=== Short task ===
How many lines in the items below contain the string "trunk"? Reply with the number alone.

* begin *

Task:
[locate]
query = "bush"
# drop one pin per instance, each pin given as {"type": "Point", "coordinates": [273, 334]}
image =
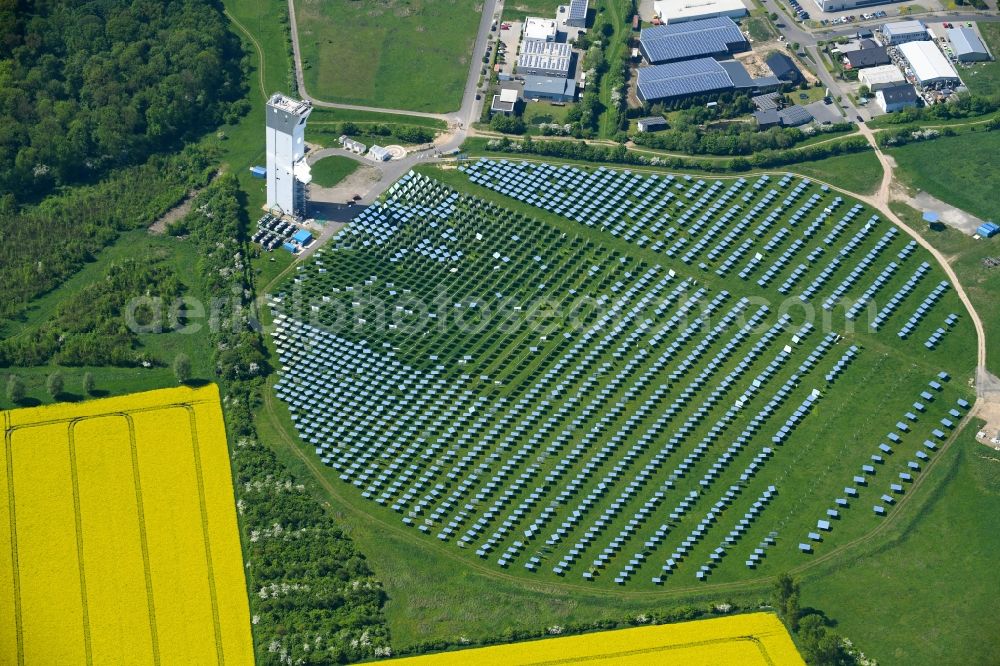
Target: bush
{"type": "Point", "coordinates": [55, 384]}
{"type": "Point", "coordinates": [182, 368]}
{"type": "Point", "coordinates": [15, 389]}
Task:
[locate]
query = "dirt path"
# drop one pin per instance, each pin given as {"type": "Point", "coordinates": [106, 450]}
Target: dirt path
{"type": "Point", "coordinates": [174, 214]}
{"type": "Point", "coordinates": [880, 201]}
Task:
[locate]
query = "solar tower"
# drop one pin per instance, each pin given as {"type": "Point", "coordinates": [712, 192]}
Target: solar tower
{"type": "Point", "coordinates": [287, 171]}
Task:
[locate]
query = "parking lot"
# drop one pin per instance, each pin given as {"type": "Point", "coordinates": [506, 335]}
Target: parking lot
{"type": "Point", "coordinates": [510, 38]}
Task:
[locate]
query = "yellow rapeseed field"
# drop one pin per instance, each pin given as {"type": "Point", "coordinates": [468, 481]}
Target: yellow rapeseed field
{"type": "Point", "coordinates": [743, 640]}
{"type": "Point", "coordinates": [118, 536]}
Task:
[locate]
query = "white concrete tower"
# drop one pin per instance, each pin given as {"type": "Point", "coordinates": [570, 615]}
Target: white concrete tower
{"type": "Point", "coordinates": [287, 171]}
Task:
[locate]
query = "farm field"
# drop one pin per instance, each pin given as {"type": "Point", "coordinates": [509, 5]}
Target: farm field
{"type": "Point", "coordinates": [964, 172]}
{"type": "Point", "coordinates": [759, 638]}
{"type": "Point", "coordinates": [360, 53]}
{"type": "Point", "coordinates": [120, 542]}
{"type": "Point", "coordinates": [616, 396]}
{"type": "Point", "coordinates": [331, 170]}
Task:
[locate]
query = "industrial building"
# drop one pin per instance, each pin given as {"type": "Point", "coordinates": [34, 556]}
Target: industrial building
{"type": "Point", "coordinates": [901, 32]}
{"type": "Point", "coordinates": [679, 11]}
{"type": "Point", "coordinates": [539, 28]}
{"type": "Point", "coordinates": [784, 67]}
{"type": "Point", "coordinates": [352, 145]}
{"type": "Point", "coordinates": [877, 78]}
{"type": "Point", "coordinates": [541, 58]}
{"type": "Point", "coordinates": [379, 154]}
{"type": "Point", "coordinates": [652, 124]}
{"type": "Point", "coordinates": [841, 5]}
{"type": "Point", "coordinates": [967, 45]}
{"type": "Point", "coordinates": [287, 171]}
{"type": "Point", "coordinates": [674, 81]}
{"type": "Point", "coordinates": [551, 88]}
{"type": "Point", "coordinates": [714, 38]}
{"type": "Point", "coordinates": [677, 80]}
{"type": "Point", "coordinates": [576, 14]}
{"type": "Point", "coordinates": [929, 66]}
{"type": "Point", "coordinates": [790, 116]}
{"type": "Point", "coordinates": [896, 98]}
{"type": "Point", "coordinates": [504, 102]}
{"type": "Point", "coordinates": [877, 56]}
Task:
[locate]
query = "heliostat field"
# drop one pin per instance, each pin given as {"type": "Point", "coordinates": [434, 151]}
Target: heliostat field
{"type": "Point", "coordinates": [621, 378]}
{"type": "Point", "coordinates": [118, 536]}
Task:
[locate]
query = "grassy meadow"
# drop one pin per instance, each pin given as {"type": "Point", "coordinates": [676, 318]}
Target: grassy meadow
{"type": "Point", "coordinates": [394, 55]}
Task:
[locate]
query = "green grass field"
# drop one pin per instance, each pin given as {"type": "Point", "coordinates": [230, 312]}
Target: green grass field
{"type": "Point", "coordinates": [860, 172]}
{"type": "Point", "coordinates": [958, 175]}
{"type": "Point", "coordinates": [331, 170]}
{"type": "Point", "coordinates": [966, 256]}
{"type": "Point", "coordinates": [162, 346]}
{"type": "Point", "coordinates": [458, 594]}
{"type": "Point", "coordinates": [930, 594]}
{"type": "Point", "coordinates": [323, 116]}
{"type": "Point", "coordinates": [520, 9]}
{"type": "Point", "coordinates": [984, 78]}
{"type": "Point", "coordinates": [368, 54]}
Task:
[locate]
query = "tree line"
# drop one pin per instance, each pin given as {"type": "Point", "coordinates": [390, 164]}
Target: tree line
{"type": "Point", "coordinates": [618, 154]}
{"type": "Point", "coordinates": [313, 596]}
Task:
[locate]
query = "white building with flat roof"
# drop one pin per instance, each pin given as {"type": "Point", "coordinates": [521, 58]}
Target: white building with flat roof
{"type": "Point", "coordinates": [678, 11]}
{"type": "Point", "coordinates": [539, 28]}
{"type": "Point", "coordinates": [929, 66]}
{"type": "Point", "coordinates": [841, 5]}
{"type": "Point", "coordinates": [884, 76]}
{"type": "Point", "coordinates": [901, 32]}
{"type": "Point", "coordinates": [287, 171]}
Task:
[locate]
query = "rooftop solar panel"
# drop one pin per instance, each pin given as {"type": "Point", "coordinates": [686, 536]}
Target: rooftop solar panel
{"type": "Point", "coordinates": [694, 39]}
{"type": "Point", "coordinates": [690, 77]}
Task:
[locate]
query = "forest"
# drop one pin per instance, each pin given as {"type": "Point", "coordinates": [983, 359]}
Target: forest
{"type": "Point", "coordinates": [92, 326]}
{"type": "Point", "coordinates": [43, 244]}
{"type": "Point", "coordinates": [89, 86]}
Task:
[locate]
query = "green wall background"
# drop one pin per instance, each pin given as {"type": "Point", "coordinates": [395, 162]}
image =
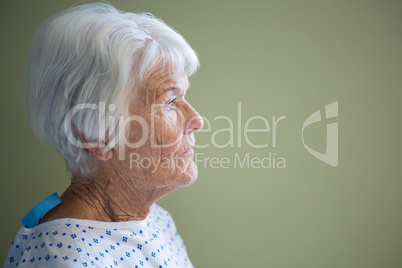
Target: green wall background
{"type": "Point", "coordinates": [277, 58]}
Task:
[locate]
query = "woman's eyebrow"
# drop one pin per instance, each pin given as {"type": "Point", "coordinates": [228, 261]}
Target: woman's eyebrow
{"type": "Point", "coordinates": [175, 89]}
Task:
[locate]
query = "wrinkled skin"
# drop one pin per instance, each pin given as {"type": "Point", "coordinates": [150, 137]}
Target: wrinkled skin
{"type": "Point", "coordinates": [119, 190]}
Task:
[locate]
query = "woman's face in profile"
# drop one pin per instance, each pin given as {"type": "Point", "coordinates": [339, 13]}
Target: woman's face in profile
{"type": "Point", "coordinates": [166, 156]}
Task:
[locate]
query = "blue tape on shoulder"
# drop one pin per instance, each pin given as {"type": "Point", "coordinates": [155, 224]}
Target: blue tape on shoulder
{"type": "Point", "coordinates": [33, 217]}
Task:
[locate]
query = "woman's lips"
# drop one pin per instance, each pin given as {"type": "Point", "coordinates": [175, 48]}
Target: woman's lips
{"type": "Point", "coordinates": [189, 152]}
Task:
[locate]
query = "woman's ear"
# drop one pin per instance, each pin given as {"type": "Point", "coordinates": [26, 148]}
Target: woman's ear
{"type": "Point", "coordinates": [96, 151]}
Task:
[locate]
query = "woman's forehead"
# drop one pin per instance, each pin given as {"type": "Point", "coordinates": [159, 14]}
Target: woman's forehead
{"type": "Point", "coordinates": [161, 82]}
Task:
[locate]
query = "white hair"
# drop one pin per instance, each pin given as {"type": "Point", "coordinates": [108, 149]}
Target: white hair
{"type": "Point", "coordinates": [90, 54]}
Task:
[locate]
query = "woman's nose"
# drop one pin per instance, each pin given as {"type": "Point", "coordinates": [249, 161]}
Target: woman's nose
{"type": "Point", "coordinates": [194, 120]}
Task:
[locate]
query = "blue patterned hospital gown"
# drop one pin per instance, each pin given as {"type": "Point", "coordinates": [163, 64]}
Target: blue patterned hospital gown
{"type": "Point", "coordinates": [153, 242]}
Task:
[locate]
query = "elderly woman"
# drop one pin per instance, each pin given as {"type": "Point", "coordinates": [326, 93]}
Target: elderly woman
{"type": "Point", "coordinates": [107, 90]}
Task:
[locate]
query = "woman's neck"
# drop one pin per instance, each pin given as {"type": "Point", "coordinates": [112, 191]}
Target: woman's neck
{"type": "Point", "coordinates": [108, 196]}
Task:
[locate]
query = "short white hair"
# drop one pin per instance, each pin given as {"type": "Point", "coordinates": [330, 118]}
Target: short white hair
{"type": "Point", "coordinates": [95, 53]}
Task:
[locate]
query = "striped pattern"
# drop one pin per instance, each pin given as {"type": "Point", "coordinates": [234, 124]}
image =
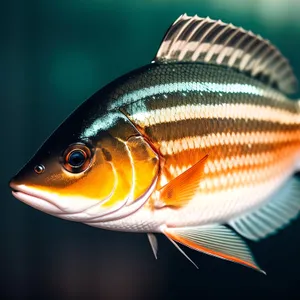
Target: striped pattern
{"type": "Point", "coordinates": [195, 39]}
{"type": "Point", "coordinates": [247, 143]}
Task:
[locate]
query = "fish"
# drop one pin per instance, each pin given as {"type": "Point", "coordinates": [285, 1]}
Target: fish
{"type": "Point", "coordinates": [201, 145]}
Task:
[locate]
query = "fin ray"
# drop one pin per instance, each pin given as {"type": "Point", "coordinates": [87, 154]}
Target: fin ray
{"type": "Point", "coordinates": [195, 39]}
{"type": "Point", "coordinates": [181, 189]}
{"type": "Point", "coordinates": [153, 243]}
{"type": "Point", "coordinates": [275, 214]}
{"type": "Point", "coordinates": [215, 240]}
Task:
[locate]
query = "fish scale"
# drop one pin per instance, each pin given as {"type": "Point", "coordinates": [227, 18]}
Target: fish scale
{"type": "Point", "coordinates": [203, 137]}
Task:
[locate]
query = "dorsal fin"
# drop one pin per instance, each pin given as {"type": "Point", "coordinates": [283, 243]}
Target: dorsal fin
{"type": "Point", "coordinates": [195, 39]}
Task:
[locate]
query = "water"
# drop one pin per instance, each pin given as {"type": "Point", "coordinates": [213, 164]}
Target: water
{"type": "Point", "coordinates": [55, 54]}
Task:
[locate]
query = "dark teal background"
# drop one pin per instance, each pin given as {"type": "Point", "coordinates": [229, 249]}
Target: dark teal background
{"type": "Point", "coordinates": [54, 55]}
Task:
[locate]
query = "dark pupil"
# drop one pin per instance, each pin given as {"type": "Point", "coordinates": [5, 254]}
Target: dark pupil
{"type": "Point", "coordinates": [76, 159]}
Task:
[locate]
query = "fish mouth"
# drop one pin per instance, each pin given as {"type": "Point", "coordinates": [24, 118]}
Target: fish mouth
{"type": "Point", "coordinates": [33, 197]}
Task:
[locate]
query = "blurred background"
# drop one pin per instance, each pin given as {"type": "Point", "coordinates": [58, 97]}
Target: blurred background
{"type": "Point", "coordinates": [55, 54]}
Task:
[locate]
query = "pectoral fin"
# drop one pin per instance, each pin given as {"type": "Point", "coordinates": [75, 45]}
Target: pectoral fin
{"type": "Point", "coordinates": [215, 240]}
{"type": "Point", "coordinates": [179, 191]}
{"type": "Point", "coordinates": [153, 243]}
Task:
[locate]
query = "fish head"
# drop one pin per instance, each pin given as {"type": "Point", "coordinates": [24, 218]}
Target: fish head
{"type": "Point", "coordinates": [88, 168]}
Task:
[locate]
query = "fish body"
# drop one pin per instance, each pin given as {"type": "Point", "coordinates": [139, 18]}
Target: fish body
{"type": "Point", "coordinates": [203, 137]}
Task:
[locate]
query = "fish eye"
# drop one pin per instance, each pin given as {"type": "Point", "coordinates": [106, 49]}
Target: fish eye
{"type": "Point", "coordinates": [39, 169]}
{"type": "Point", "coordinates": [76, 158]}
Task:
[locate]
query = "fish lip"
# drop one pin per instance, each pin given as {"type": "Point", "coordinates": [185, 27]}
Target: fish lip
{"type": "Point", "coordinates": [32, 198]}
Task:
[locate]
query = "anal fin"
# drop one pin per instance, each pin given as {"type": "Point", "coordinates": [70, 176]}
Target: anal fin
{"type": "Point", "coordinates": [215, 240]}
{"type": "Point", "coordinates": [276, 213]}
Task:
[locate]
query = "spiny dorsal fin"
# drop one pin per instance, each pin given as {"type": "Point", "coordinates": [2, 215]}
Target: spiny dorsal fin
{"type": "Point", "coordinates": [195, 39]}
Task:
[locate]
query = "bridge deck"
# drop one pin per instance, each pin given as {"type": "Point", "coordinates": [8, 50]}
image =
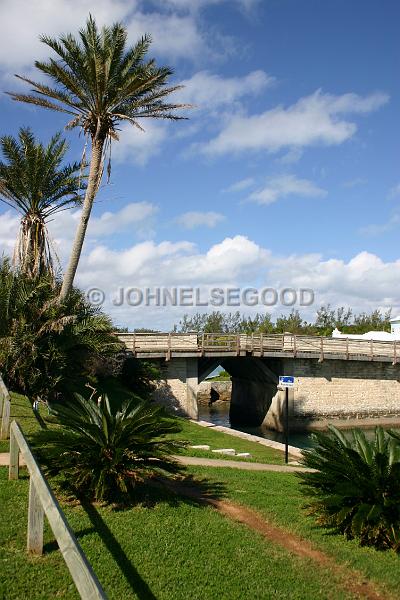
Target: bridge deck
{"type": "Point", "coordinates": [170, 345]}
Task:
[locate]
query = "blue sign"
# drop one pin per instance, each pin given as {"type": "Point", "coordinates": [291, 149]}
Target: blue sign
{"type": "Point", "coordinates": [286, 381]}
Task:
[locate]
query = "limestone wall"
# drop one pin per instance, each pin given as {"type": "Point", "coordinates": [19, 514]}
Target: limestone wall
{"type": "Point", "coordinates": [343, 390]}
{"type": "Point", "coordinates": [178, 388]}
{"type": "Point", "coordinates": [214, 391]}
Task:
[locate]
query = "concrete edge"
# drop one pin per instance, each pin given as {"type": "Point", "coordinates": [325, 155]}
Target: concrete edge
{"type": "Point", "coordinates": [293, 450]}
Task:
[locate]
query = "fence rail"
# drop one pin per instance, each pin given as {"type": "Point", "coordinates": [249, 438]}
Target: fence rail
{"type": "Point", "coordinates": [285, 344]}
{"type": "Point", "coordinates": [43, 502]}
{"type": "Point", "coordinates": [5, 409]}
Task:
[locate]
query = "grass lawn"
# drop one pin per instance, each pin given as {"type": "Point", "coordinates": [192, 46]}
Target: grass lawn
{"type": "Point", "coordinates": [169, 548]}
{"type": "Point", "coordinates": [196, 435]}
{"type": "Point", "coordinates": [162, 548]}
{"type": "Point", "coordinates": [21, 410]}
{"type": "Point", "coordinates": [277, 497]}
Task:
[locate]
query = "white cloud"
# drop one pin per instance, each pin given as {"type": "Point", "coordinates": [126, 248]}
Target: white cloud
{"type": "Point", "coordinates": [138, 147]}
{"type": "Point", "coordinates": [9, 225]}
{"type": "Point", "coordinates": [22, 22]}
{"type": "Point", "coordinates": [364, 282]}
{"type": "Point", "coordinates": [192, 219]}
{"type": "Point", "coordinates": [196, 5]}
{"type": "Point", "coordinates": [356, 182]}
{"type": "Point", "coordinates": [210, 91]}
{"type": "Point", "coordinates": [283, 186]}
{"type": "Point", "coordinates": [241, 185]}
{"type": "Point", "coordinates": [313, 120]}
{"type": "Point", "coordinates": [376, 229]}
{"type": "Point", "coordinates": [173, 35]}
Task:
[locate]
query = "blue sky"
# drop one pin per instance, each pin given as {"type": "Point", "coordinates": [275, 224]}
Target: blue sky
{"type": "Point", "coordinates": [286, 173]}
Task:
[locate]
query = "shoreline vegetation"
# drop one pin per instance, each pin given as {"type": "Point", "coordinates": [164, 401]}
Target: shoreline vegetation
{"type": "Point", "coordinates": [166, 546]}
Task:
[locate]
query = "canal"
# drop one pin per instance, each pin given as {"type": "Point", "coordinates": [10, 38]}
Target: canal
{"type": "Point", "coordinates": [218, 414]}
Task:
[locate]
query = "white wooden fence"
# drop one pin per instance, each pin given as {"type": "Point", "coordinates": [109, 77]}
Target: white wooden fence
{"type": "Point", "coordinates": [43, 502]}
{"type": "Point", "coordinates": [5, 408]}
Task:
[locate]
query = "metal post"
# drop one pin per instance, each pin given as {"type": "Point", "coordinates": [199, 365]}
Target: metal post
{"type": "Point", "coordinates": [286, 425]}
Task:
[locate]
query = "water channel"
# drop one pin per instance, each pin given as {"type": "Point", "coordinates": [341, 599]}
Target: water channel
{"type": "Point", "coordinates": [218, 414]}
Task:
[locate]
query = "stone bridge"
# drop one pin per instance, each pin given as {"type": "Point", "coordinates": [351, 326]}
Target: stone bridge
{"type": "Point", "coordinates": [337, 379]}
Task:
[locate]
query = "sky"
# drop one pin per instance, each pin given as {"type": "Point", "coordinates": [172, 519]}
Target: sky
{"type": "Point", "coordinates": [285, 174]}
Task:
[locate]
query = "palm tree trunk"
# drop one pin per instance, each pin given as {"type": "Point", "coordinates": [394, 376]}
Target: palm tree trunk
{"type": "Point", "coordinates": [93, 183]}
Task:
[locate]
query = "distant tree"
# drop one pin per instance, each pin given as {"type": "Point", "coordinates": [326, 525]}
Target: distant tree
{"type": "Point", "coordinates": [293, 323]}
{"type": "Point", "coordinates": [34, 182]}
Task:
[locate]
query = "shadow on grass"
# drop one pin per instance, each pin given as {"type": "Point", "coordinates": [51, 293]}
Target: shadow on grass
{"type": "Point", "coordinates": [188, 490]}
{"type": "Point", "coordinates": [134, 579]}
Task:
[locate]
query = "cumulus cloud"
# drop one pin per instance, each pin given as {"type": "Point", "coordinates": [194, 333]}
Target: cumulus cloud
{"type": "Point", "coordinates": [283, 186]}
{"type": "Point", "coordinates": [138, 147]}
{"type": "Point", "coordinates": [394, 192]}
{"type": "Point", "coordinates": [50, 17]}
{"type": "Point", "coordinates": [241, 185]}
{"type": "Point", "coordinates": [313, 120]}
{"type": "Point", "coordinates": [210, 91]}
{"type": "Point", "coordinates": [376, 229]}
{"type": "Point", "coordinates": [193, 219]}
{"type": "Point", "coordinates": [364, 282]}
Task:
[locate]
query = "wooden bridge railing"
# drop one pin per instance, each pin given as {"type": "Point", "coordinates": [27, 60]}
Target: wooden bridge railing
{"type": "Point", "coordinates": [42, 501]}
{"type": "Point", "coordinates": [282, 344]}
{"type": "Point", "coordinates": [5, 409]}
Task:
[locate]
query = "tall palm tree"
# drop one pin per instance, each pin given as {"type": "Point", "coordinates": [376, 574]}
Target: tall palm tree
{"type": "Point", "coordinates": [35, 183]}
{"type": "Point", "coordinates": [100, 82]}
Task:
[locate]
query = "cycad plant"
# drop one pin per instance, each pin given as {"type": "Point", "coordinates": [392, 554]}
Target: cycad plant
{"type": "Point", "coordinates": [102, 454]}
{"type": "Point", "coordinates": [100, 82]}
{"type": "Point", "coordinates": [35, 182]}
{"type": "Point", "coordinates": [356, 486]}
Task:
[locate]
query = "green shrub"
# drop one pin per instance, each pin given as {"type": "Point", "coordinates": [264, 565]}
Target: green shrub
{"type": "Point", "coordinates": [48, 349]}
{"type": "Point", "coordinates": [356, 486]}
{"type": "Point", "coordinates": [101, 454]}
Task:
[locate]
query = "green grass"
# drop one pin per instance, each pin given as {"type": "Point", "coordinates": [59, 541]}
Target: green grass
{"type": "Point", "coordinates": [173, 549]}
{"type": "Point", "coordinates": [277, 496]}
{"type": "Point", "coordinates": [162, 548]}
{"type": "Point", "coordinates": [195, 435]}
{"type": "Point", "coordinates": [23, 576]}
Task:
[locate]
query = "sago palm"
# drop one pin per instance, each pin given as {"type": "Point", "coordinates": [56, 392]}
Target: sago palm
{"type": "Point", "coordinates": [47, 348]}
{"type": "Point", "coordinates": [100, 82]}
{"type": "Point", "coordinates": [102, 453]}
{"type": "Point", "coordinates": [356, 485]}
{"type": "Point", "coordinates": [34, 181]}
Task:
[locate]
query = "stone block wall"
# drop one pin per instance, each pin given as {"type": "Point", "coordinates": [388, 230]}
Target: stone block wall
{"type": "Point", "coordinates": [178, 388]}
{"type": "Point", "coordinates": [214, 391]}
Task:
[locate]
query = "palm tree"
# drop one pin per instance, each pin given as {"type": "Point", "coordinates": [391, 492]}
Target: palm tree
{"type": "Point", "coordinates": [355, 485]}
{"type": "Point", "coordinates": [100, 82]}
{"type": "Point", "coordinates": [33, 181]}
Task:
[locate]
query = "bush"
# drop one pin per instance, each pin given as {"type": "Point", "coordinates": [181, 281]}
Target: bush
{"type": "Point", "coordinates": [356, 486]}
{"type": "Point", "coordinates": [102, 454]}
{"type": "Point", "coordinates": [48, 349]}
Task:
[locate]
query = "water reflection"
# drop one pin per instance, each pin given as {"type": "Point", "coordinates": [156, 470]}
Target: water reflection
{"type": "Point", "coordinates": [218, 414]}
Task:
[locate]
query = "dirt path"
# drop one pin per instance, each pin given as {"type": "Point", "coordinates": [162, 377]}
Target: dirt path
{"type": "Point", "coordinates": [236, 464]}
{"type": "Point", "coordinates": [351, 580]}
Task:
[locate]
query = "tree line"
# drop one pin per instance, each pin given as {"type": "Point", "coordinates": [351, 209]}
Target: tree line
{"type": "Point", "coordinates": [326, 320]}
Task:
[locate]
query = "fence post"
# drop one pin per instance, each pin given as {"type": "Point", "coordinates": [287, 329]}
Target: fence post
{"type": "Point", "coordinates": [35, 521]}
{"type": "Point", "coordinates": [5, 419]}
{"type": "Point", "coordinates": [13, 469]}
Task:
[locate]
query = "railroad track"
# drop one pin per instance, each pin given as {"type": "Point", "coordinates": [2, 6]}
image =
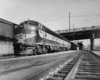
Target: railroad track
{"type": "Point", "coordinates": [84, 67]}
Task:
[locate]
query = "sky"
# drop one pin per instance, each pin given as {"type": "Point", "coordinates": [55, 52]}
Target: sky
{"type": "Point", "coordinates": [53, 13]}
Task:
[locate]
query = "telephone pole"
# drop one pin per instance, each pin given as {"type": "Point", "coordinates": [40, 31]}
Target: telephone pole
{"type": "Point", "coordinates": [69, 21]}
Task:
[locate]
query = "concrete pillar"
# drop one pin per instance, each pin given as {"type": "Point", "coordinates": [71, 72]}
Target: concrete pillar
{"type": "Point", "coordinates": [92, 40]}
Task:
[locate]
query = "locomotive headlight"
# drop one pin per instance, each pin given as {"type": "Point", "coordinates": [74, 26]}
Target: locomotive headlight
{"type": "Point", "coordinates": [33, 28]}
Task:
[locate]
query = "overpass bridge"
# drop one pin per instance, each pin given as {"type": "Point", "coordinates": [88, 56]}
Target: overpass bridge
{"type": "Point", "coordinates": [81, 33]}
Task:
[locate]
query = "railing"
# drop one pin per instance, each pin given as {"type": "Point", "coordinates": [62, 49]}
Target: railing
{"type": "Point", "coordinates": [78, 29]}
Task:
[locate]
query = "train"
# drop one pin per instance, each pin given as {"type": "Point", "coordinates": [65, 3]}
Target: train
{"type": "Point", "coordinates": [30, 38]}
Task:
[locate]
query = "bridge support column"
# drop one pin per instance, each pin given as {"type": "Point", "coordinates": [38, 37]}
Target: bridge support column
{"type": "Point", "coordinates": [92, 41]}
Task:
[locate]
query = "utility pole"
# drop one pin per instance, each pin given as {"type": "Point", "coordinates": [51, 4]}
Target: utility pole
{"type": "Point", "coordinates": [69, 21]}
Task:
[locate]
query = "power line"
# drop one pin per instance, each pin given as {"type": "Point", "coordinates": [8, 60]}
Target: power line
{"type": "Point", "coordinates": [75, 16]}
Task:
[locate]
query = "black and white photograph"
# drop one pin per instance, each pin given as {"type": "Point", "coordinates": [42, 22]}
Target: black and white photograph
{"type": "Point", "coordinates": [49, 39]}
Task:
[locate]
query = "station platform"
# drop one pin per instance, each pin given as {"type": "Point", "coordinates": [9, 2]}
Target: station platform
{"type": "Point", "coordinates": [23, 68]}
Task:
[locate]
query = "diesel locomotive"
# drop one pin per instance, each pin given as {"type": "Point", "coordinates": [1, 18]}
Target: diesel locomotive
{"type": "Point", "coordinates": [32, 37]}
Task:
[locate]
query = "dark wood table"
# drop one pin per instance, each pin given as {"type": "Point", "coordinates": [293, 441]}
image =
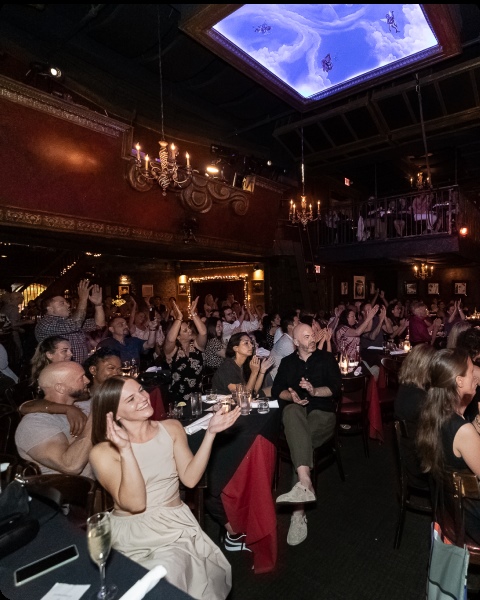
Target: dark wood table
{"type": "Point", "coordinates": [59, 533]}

* end *

=== Reply ===
2